§ Data for the task:
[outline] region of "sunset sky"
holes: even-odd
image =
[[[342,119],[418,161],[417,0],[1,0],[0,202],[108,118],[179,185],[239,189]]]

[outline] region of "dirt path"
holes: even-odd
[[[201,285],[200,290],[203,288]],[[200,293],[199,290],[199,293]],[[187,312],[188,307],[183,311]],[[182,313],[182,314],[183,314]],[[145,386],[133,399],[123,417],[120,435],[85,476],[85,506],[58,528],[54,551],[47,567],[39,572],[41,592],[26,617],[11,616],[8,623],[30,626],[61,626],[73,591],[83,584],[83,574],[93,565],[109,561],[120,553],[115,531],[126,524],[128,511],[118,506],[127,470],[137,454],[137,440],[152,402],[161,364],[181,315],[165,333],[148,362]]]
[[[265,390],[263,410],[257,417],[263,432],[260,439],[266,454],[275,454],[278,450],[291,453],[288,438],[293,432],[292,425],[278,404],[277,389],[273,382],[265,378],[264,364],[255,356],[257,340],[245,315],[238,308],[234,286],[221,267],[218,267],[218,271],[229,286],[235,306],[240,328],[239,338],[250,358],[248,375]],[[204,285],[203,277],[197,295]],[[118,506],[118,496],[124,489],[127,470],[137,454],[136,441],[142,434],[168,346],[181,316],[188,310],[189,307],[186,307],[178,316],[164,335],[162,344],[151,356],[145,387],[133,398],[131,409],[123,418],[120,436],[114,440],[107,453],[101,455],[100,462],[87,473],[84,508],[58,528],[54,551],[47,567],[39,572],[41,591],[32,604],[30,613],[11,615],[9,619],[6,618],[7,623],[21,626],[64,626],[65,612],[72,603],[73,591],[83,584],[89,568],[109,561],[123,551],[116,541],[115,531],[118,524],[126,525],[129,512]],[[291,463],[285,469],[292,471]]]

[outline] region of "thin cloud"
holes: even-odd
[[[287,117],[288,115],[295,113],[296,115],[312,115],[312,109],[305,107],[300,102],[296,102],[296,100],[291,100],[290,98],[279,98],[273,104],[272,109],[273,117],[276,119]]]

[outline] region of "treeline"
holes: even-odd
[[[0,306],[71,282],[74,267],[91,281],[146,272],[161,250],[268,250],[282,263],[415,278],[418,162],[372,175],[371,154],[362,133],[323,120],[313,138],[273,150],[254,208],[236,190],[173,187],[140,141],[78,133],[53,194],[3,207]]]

§ Prompt: One number is all the reply should hold: how many lines in these records include the word "region".

§ Written answer: 4